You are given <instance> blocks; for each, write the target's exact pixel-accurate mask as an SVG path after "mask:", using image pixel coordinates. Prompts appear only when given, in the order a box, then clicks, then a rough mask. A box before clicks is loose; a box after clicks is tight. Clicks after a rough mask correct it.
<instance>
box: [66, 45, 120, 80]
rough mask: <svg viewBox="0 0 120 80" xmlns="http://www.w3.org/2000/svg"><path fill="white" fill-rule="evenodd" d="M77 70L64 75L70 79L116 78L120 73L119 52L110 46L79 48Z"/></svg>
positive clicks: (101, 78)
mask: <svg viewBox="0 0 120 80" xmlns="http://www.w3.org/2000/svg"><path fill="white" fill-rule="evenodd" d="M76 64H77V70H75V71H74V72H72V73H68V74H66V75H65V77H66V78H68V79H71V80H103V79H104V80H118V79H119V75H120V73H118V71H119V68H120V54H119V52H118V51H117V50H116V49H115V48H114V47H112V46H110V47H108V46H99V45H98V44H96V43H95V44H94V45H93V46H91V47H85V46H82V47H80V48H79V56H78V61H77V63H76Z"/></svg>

______

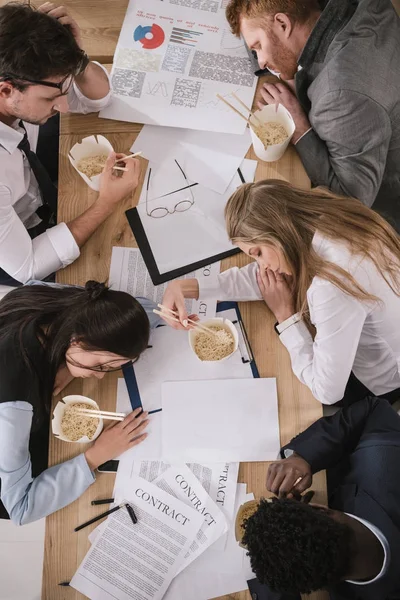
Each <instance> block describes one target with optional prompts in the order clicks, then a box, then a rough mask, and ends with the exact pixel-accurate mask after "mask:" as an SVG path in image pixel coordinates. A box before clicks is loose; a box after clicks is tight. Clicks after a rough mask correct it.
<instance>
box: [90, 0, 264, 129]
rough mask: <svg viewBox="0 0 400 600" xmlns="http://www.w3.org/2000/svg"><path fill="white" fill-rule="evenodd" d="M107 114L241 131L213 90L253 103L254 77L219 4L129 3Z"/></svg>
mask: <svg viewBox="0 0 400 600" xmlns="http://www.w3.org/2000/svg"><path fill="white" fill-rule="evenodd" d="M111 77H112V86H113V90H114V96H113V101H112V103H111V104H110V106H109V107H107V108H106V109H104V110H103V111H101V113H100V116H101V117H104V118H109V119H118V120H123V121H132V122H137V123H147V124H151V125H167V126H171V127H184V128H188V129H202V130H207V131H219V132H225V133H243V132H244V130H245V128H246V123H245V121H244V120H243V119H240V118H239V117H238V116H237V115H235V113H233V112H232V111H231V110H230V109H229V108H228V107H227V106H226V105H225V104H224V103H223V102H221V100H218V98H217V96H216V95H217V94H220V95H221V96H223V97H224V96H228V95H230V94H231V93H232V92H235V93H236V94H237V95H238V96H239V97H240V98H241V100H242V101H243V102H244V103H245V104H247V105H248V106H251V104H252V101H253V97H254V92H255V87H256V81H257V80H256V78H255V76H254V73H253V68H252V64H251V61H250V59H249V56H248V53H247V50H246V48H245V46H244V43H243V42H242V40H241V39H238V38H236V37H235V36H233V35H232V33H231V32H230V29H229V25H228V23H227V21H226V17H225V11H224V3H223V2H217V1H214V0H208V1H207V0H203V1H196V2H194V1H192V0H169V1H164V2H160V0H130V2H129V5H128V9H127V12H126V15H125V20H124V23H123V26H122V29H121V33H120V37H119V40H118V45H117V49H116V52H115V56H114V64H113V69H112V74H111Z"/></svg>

______

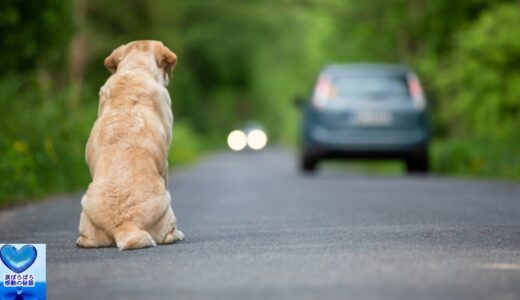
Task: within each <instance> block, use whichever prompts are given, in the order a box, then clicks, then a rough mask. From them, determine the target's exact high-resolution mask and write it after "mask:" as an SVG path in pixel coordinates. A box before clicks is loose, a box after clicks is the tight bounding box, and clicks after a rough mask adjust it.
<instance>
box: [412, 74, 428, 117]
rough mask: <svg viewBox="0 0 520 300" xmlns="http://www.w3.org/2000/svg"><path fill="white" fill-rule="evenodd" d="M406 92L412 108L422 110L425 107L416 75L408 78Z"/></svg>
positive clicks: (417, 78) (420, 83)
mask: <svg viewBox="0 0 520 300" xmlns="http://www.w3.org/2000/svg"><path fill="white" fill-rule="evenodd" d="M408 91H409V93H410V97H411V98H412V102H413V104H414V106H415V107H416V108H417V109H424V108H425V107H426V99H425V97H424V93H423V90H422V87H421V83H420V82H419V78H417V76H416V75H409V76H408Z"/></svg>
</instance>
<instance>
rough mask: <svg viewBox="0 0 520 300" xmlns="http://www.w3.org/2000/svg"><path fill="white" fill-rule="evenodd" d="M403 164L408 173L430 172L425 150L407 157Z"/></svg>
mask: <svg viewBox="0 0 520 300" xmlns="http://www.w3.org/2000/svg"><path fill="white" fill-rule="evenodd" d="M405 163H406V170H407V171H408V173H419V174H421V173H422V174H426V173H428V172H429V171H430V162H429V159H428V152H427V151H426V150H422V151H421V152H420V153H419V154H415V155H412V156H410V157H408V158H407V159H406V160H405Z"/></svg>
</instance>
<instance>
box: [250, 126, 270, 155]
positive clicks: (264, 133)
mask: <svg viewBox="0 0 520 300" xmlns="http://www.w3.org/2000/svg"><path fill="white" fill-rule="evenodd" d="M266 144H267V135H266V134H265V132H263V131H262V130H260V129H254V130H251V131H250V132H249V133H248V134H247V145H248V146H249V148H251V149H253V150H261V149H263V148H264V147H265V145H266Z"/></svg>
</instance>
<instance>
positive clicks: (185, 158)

______

**ABOUT THIS EXERCISE:**
Count how many lines in the entries above hold the word "target". Give that number by itself.

**EXERCISE OUTPUT:**
3